Stored items from a collection:
_ _ _ _ _

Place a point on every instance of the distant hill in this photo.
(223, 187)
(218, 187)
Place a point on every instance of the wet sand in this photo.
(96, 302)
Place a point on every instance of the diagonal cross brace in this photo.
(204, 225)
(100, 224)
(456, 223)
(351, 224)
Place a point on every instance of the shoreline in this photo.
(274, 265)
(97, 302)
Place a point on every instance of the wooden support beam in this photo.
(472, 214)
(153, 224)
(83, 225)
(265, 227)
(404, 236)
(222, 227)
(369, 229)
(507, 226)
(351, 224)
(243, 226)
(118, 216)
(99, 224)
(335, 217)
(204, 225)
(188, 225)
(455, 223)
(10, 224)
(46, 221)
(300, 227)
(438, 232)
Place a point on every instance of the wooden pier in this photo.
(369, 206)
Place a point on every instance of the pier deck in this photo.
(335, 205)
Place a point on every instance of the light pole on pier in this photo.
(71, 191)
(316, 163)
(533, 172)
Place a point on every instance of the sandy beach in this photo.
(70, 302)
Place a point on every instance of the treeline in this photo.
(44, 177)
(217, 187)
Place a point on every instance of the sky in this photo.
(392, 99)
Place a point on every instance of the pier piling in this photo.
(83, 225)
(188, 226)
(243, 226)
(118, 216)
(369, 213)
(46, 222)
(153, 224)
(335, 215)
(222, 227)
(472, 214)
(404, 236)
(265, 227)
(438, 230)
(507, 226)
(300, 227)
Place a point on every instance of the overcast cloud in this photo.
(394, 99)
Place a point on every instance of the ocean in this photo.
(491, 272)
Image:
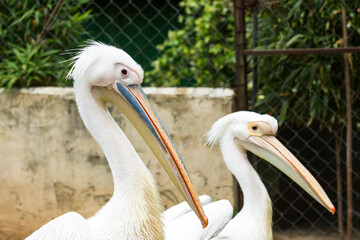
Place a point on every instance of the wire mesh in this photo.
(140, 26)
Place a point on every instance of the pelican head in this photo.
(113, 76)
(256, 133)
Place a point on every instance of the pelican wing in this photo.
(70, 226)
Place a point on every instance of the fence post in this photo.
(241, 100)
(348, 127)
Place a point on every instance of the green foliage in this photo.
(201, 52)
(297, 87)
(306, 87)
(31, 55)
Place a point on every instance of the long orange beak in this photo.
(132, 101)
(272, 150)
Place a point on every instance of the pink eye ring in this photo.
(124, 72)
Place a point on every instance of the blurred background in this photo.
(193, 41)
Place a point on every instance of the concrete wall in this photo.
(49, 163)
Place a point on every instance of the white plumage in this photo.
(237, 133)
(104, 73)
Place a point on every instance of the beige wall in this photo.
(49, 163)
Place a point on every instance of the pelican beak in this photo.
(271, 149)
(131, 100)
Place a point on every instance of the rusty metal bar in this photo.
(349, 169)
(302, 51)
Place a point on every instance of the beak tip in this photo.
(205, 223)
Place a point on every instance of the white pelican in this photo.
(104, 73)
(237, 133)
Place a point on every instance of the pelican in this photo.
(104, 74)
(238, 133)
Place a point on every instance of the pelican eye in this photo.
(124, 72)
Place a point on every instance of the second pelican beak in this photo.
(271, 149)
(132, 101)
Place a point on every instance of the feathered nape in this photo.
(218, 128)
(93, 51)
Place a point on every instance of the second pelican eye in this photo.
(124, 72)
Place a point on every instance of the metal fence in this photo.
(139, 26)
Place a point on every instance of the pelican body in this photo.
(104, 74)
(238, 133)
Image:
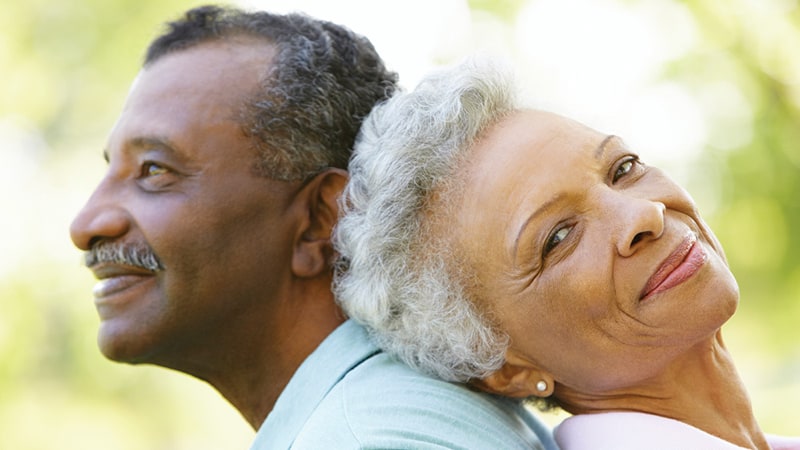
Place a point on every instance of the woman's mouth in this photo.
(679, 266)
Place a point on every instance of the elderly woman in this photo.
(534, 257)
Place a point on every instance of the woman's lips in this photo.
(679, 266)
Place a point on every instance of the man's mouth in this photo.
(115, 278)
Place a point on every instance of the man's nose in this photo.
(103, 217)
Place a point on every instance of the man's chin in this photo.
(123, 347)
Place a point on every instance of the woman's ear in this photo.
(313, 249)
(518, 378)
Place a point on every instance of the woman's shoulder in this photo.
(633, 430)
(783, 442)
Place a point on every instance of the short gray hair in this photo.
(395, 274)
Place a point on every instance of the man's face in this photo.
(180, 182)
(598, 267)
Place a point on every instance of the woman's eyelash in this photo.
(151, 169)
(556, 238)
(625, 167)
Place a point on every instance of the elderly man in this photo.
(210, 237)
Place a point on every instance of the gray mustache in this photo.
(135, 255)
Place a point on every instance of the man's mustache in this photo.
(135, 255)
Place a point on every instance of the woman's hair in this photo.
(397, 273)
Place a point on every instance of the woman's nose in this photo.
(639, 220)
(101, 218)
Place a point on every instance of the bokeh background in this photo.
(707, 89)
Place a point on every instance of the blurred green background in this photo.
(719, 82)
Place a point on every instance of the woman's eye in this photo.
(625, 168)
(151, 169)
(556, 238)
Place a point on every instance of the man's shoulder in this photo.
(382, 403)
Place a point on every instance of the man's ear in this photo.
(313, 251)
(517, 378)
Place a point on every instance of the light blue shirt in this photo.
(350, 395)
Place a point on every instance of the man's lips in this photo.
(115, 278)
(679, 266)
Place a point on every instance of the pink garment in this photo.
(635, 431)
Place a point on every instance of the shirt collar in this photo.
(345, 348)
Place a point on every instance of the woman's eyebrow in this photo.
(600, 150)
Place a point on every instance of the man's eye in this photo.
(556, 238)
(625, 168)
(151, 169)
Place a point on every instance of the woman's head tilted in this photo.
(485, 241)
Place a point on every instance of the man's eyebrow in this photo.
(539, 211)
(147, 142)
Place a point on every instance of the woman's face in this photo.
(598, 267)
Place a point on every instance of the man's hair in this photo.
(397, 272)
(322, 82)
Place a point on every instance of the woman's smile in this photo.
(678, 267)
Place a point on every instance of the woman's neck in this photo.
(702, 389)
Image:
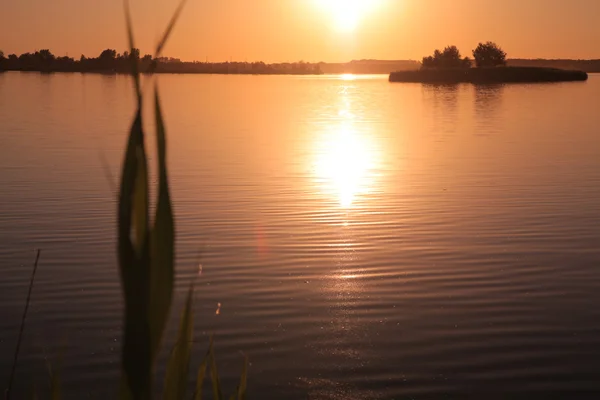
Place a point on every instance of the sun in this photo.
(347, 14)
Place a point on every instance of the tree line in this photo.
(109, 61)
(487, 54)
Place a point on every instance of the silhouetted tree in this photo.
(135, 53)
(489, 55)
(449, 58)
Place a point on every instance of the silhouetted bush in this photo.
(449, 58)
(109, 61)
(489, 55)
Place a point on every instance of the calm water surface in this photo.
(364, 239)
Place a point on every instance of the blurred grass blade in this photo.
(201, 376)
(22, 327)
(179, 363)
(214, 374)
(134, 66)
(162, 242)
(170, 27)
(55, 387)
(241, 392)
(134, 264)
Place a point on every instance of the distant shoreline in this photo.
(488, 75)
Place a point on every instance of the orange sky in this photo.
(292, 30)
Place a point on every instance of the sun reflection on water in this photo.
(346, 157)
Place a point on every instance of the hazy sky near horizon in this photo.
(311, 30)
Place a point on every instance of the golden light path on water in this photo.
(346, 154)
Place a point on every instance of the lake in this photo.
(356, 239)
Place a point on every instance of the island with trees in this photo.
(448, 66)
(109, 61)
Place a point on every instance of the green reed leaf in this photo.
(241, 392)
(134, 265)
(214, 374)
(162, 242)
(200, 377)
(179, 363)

_ _ _ _ _

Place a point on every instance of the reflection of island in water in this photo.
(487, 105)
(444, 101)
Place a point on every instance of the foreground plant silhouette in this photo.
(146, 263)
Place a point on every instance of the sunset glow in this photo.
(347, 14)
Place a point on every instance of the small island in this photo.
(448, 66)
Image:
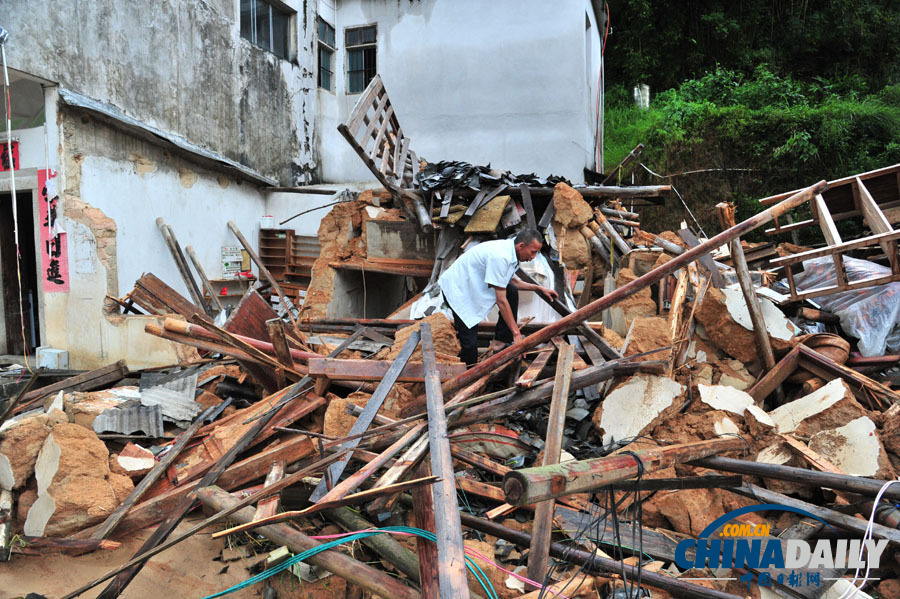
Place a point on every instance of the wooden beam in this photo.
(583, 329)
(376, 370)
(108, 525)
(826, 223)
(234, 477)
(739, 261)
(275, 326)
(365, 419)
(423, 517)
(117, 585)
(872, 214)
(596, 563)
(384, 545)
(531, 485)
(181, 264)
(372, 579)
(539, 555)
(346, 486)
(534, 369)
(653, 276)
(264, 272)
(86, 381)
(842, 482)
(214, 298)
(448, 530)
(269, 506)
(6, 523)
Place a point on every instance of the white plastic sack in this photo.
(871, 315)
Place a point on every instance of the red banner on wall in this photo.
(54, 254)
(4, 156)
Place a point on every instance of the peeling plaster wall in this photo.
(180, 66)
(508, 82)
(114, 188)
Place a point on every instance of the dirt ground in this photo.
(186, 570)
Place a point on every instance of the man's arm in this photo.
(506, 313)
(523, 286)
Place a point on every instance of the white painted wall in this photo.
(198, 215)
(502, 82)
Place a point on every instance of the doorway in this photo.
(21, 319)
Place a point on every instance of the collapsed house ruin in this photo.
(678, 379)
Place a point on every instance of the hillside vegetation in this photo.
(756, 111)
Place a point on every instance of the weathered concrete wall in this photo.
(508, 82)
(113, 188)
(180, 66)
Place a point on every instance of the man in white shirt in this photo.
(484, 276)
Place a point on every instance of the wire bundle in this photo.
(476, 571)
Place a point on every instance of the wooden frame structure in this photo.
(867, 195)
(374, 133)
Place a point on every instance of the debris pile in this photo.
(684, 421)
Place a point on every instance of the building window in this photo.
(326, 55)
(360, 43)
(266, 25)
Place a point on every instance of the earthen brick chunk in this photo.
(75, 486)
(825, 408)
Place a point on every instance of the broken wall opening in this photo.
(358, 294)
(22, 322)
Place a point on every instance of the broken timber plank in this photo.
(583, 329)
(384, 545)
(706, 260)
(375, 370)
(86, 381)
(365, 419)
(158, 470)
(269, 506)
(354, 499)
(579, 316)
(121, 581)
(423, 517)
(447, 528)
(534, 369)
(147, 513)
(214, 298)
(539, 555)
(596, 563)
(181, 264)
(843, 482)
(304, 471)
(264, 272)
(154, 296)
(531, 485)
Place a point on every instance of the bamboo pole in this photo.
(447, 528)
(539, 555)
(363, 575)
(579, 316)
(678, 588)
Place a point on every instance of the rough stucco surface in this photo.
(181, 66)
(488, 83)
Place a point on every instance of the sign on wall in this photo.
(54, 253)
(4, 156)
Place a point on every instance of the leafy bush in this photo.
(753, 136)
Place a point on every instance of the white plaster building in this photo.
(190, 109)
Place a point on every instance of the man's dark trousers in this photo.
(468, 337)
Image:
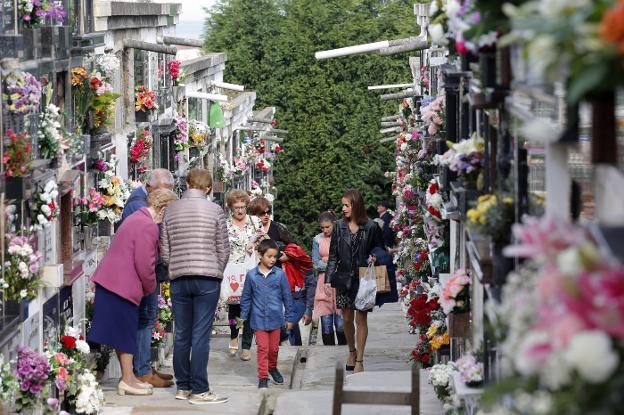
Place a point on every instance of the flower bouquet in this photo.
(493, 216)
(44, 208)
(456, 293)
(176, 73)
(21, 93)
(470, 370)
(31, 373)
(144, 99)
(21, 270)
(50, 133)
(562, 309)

_ _ _ _ _

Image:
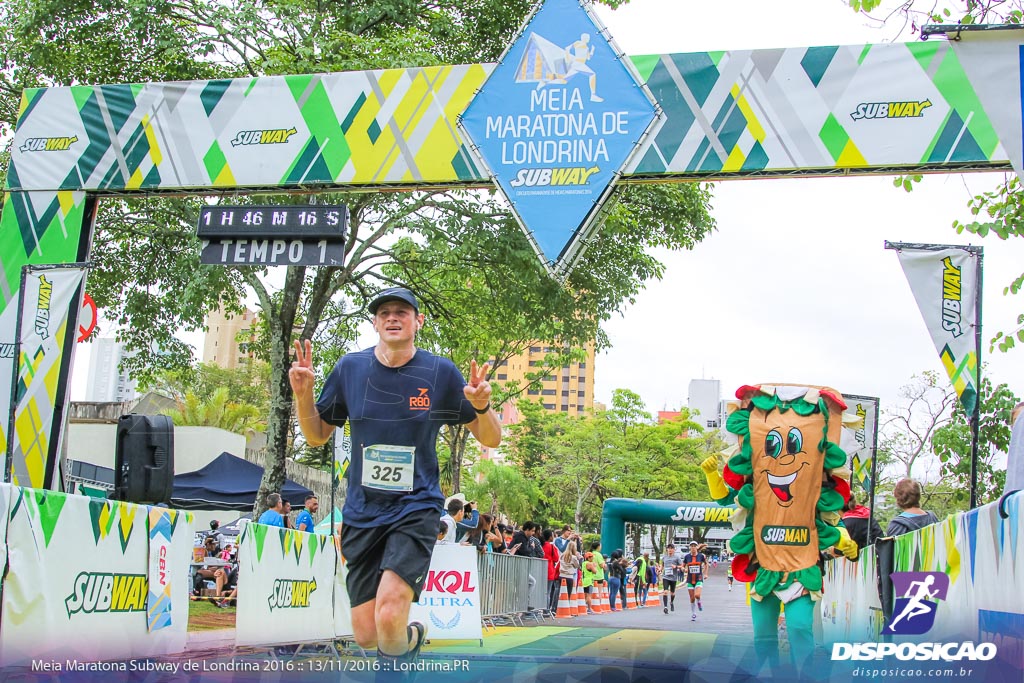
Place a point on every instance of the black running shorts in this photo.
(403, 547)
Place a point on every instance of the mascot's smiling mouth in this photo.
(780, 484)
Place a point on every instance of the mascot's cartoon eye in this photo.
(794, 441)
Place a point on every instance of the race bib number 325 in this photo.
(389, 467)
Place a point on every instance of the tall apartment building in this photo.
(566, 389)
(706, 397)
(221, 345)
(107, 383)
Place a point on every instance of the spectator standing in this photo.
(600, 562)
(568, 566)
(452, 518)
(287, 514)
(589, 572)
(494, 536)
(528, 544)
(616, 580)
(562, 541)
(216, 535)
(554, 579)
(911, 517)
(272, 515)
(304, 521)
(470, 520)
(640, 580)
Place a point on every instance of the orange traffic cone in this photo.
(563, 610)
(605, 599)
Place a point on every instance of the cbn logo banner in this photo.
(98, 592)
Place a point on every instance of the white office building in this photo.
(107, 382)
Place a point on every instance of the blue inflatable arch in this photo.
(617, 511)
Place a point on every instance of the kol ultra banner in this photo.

_ _ _ _ _

=== WRITTEN PROBLEM ===
Find every line in the records that contains the word "plaster", and copy each of those lines.

=== RESPONSE BELOW ===
Place a point on every instance of the peeling plaster wall in this photo.
Place a point on every instance of the white plaster building in this photo.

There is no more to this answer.